------ Records supplied
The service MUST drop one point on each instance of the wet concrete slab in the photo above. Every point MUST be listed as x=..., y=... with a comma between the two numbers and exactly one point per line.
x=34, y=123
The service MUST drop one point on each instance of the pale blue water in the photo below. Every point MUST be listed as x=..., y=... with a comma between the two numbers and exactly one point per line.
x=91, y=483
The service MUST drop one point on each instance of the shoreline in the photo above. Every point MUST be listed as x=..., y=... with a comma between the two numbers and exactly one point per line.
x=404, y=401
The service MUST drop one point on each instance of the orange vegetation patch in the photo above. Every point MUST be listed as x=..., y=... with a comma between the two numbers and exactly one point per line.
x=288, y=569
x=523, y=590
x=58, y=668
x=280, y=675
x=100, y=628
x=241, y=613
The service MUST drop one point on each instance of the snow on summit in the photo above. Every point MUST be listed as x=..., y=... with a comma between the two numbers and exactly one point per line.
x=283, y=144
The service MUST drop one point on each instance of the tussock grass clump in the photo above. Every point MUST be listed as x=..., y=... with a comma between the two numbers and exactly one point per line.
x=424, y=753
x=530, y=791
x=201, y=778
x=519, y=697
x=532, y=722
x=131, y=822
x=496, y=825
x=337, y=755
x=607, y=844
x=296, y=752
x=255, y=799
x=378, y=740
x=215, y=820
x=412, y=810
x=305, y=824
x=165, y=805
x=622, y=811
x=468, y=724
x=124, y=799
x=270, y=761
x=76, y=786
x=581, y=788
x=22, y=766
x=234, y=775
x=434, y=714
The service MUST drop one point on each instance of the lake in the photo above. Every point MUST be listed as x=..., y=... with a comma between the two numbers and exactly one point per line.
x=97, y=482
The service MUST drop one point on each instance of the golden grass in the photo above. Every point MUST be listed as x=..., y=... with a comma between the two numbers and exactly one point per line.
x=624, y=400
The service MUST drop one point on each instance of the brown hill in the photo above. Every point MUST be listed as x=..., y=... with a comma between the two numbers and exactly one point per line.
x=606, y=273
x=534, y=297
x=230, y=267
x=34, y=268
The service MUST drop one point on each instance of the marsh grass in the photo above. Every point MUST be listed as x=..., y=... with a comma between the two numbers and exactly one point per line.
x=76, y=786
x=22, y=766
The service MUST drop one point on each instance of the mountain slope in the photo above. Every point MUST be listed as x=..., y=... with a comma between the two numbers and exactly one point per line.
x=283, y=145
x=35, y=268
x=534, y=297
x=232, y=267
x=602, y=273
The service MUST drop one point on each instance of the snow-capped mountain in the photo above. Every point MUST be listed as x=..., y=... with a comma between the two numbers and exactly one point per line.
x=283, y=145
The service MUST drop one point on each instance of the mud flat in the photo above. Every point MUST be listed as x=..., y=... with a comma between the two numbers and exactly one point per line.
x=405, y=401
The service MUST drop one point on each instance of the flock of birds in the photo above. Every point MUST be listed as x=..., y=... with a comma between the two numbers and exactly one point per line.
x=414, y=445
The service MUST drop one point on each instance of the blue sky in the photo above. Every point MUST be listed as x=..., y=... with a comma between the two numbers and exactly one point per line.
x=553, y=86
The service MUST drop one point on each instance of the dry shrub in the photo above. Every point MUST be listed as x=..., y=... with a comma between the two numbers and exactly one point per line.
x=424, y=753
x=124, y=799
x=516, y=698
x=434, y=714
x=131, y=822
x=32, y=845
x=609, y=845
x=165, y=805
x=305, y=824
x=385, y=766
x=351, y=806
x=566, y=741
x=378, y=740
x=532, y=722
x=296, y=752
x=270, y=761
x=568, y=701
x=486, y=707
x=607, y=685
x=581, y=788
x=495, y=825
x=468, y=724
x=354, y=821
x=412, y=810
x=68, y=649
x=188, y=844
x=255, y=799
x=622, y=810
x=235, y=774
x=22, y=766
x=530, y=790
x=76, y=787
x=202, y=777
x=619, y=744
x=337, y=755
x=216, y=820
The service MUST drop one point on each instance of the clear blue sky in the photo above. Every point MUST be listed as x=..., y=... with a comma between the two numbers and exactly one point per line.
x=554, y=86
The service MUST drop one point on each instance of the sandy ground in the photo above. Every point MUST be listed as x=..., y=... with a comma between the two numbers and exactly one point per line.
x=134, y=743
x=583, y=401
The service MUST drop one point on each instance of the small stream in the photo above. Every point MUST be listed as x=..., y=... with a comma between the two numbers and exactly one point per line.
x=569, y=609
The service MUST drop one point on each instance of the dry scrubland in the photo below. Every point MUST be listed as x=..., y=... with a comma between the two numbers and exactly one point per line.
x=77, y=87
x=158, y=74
------------
[Requirements]
Copy the listing above word for word, from its first line to its last, with every line unchanged.

[Result for this exercise]
The service MUST drop one point on each instance of the wet concrete slab in the photo above. Every point MUST be listed as x=..., y=... with a comma between the two numbers and exactly one point per line.
x=34, y=123
The service MUST drop one point on each instance of the pale blue water in the photo below. Every point MUST be listed as x=..., y=... with a comma between the two numbers and exactly one point per line.
x=91, y=483
The service MUST drop one point on each instance of the shoreline in the photo above. Every point MUST be listed as x=..., y=... with a comma between the two numbers and exactly one point per line.
x=404, y=401
The service MUST drop one point on each instance of the orange vegetation patch in the photo above. Every point MUST be listed as x=..., y=... with a comma between the two numbers and exactly one point per line.
x=288, y=569
x=523, y=590
x=58, y=668
x=280, y=675
x=100, y=628
x=241, y=613
The service MUST drop one point on each instance of the snow on summit in the photo above. Every point MUST be listed as x=..., y=... with a comma between the two numbers and exactly one point per line.
x=283, y=144
The service MUST drop one point on each instance of the tussock grass clump in the photo above. Every point MUST be listed as x=..., y=... with a comma between the two numbers and exactly one point per line.
x=424, y=753
x=530, y=791
x=201, y=778
x=519, y=697
x=532, y=722
x=131, y=822
x=496, y=825
x=337, y=755
x=607, y=844
x=296, y=752
x=255, y=799
x=378, y=740
x=215, y=820
x=412, y=810
x=305, y=824
x=165, y=805
x=622, y=811
x=468, y=724
x=124, y=799
x=270, y=761
x=76, y=786
x=581, y=788
x=22, y=766
x=234, y=775
x=434, y=714
The service MUST drop one point on each instance of the lake in the photo above. Every point MUST be listed as x=..., y=... with a comma between the two numbers and exactly one point per line.
x=97, y=482
The service MUST drop one point on each instance of the golden grass in the photo above. Every point MUST be listed as x=..., y=... with a comma between the two numbers and exactly one point per line.
x=624, y=400
The service MUST drop one point on each instance of the brown hill in the photo above. Every point MUST be listed as x=..., y=... with a comma between the two numbers and exactly one point per line.
x=606, y=273
x=534, y=297
x=230, y=267
x=34, y=268
The service MUST drop one point on each instance of the marsh grass in the photo above. Every point MUST be listed as x=..., y=... with a comma between the two numbers and exactly one point per line.
x=76, y=786
x=22, y=766
The service MUST drop one point on each instance of the mountain slope in the photo above. Every point MUST be listed as x=..., y=... with a comma between the two numbers and exactly one point per line.
x=283, y=145
x=35, y=268
x=534, y=297
x=232, y=267
x=602, y=273
The service MUST drop one point on each instance of the snow-capped mountain in the photo above. Every point MUST be listed as x=..., y=... with a comma between the two numbers and exactly one point per line.
x=283, y=145
The service MUST drop one point on each instance of the mud flat in the photo above. Every point MUST be listed as x=..., y=... with a comma between the two numbers and exactly one point per line.
x=405, y=401
The service MUST drop one point on each instance of the flock of birds in the photo above. Every point MUST be listed as x=..., y=... with a comma between the two numbers and exactly one point per line.
x=414, y=445
The service MUST drop one point on each instance of the blue sky in the photo above. Every point MUST be listed as x=..., y=... with a comma between the two numbers and exactly one point per line.
x=553, y=86
The service MUST drop one point on each instance of the dry shrub in the photo above. Every point MUST be listed as x=..., y=... with a comma between the two numbers and exactly one point per line.
x=424, y=753
x=124, y=799
x=516, y=698
x=434, y=714
x=131, y=822
x=32, y=845
x=609, y=845
x=165, y=805
x=305, y=824
x=385, y=766
x=351, y=806
x=566, y=741
x=378, y=740
x=532, y=722
x=296, y=752
x=270, y=761
x=568, y=701
x=486, y=707
x=607, y=685
x=581, y=788
x=495, y=825
x=468, y=724
x=354, y=821
x=412, y=810
x=68, y=649
x=188, y=844
x=255, y=799
x=622, y=810
x=235, y=774
x=22, y=766
x=530, y=790
x=76, y=787
x=202, y=777
x=619, y=744
x=337, y=755
x=216, y=820
The service MUST drop one point on each instance of the clear blue sky in the photo above. Every point MUST be listed as x=..., y=... with a comma between the two numbers and exactly one point per line.
x=554, y=86
The service MUST drop one point on each instance of the sandy ground in the photo above. Every point MUST be listed as x=..., y=... with a comma between the two numbers and exactly one point per line.
x=134, y=743
x=583, y=401
The service MUST drop one point on each instance of the small stream in the photo above. Every point MUST be listed as x=..., y=... with a comma between the two numbers and exactly one point per line.
x=569, y=609
The service MUST drop one point on each instance of the dry scrubland in the photo below. Every point MUST be listed as x=..., y=... with a comma between the two numbers and exactly one point per line.
x=77, y=87
x=158, y=74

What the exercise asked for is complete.